Bê goşt jîyan nabe (Etsiz yaşam olmaz)
Yıllar önce batı illerinden birinden Diyarbakır’a gelen bir gazeteci kadın o zamanlar kebapçılar dışında çok nadir bulunan sulu yemek yapan bir lokantaya gider. Etsiz bir sebze yemeği istediğini söyler. Kadının yüzüne biraz da acıyarak bakan şef garson, iki parça et koyduğu yemeği masaya getirir. Kadın et yemediğini söyleyince de ‘Yahu sorun değil, bizden olsun” der. Malum et yemek biraz lükse girer. Lokantacı bu yabancı misafirine jest yapmıştır. Eve gelen misafire verilen değer hazırlanan etle ölçülür. Sebze yemekleri yemekten sayılmaz. İçinde et olmayan yemeklerin başına “yalancı” sıfatı yerleştirilir. Yalancı dolma, yalancı çiğköfte gibi. Sevilmeyen sebzelerin içine et konduğunda da ete hakaret edilmiş gibi algılanır. “Hele bak eti de ziyan etmiş. Ne gereği vardı onca zahmete”

◆ **Yazılı talimat A**:
Aşağıdaki satırlardan "black" kelimesini içerenlerin hepsini toplayıp olduğu gibi yazın. Büyük ve küçük harf ayrımı dikkate alınır.

◆ **Verilen satırlar**:
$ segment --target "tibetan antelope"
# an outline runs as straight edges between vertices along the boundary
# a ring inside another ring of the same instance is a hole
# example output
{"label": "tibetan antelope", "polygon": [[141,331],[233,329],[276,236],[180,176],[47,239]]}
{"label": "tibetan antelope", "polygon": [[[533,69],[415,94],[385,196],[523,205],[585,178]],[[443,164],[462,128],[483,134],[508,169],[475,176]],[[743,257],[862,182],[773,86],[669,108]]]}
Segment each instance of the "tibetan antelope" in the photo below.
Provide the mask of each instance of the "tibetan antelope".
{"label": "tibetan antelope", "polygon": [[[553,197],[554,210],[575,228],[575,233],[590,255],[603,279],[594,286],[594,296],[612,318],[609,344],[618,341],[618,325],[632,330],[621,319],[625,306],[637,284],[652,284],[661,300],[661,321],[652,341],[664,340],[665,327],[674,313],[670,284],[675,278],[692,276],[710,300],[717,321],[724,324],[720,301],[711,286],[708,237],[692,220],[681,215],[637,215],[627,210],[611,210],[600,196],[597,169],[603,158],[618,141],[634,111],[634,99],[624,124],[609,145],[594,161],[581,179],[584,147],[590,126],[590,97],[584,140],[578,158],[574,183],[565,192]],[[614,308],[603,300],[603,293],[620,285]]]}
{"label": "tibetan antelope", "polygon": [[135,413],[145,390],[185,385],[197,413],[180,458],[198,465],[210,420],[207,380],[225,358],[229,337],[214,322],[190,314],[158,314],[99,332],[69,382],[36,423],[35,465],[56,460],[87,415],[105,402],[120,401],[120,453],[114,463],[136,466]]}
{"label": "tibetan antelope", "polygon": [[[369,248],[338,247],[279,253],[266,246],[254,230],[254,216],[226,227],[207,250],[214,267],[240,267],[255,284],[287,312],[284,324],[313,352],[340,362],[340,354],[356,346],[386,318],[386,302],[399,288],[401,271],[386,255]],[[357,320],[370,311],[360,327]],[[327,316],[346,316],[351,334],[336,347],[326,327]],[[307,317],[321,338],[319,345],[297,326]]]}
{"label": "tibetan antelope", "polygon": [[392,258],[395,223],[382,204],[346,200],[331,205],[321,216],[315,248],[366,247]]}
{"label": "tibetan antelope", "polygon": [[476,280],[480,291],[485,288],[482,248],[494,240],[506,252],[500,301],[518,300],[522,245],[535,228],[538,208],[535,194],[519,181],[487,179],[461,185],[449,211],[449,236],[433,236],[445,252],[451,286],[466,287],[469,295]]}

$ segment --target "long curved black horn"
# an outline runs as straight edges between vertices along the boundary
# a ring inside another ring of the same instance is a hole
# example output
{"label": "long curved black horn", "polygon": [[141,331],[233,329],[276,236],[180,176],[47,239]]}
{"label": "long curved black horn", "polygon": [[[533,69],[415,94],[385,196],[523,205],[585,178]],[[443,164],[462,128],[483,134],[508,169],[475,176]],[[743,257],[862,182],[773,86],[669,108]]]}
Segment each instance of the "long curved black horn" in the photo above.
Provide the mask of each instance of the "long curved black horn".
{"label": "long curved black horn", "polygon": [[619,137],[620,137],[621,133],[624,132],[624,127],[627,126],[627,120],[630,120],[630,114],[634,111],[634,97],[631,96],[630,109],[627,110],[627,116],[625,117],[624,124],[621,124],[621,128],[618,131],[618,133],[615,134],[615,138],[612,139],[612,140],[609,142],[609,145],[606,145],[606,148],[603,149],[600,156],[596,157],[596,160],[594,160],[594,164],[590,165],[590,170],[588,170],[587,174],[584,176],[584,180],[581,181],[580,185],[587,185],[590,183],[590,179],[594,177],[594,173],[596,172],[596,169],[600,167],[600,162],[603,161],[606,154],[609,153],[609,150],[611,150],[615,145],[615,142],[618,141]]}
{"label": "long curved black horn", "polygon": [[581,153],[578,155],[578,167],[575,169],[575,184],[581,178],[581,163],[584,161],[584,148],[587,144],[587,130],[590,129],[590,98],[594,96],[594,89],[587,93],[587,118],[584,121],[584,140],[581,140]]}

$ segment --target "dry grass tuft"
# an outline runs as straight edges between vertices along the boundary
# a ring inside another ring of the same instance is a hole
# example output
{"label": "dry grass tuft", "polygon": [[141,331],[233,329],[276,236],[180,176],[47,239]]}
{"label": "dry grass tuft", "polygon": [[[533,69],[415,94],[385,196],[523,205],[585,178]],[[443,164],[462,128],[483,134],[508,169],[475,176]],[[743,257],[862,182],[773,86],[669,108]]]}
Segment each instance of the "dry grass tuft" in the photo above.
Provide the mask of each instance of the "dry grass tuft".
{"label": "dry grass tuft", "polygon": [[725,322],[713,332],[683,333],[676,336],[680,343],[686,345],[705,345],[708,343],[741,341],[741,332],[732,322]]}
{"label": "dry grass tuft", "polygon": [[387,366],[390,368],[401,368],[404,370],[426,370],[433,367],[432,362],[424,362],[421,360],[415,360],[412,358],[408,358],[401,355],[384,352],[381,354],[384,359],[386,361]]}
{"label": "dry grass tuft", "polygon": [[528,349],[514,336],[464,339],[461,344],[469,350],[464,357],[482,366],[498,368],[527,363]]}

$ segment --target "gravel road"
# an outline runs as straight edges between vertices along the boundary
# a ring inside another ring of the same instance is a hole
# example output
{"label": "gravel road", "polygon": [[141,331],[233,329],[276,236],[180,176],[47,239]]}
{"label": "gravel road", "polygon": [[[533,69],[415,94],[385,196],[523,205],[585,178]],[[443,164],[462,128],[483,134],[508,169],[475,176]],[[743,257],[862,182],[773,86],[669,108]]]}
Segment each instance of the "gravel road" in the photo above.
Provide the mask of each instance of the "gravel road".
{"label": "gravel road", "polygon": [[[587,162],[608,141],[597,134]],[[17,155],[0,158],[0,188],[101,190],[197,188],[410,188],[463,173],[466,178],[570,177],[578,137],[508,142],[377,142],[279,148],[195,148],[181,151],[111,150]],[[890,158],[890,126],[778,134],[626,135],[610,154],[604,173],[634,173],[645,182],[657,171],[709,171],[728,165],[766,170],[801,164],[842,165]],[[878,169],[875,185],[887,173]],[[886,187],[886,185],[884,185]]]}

◆ **Yazılı talimat B**:
Lütfen Diyarbakır'daki et kültürünü anlatan metni kaldığı yerden sürdürün.

◆ **Nihai sonuç A**:
$ segment --target "long curved black horn"
{"label": "long curved black horn", "polygon": [[141,331],[233,329],[276,236],[180,176],[47,239]]}
{"label": "long curved black horn", "polygon": [[[533,69],[415,94],[385,196],[523,205],[585,178]],[[443,164],[462,128],[483,134],[508,169],[475,176]],[[743,257],[862,182],[773,86],[669,108]]]}
Segment each instance of the "long curved black horn" in the photo above.
Provide the mask of each instance of the "long curved black horn".
{"label": "long curved black horn", "polygon": [[619,137],[620,137],[621,133],[624,132],[624,127],[627,126],[627,120],[630,120],[630,114],[634,111],[634,97],[631,96],[630,109],[627,110],[627,116],[625,117],[624,124],[621,124],[621,128],[618,131],[618,133],[615,134],[615,138],[612,139],[612,140],[609,142],[609,145],[606,145],[606,148],[603,149],[600,156],[596,157],[596,160],[594,160],[594,164],[590,165],[590,170],[588,170],[587,174],[584,176],[584,180],[581,181],[580,185],[587,185],[590,183],[590,179],[594,177],[594,173],[596,172],[596,169],[600,167],[600,162],[603,161],[606,154],[609,153],[609,150],[611,150],[615,145],[615,142],[618,141]]}
{"label": "long curved black horn", "polygon": [[581,153],[578,155],[578,167],[575,169],[575,184],[581,178],[581,163],[584,161],[584,148],[587,144],[587,130],[590,129],[590,98],[594,96],[594,89],[587,93],[587,118],[584,121],[584,140],[581,140]]}

◆ **Nihai sonuç B**:
Diyarbakır’da vejetaryen hikayesi boldur ama en az et yemeyenler kadar lokantacılar da bu durumdan muzdariptir. Eti niye yemediğinizi anlayamadıkları gibi bir türlü derdinizi de anlayamazlar. Esnaf lokantasından en lüks restoranına varana dek gittiğiniz her yerde uygulanan ritüelde siz istemeden masaya; ezmesinden mevsimine birkaç çeşit salata, turşu, yerine göre fındık lahmacun ve içli köfte getirilir. Ama bunlar yapılacak et servisi için garnitürdür ve ücret alınmaz. Dolayısıyla bütün yemekler mutlaka et olmasa da suyuyla yapıldığı için sadece salata istediğinizde yüzünüze anlamsız bir ifadeyle bakarlar. “İyi de onları zaten getireceğiz, kebaplardan ne alırsın?”
Pilav ve salata isteyenlere tavuk suyuyla yapılan pilavı getirip, “tavuksuyu mu kullandınız?” diye sorunca “İçinde et yok ki ma suyundan ne olacak” diyene de rastlarsınız, sebze yemeğinin içerisindeki etleri ayıklayıp vejetaryen yemek olarak getirene de. “Et yemiyorum” diyene, “hallederiz” diyip tavuk kanat getirerek, tavuğu etten saymayanlar da çoğunluktadır. “Et yemiyorum” dendiğinde “Peki nasıl yaşıyorsunuz?” diye sorup uzaylı muamelesi yapanlar ya da çok ısrar edilirse yeme kültürünü değiştireceğini düşünenler, gizlice tabağın altına et koyanlar.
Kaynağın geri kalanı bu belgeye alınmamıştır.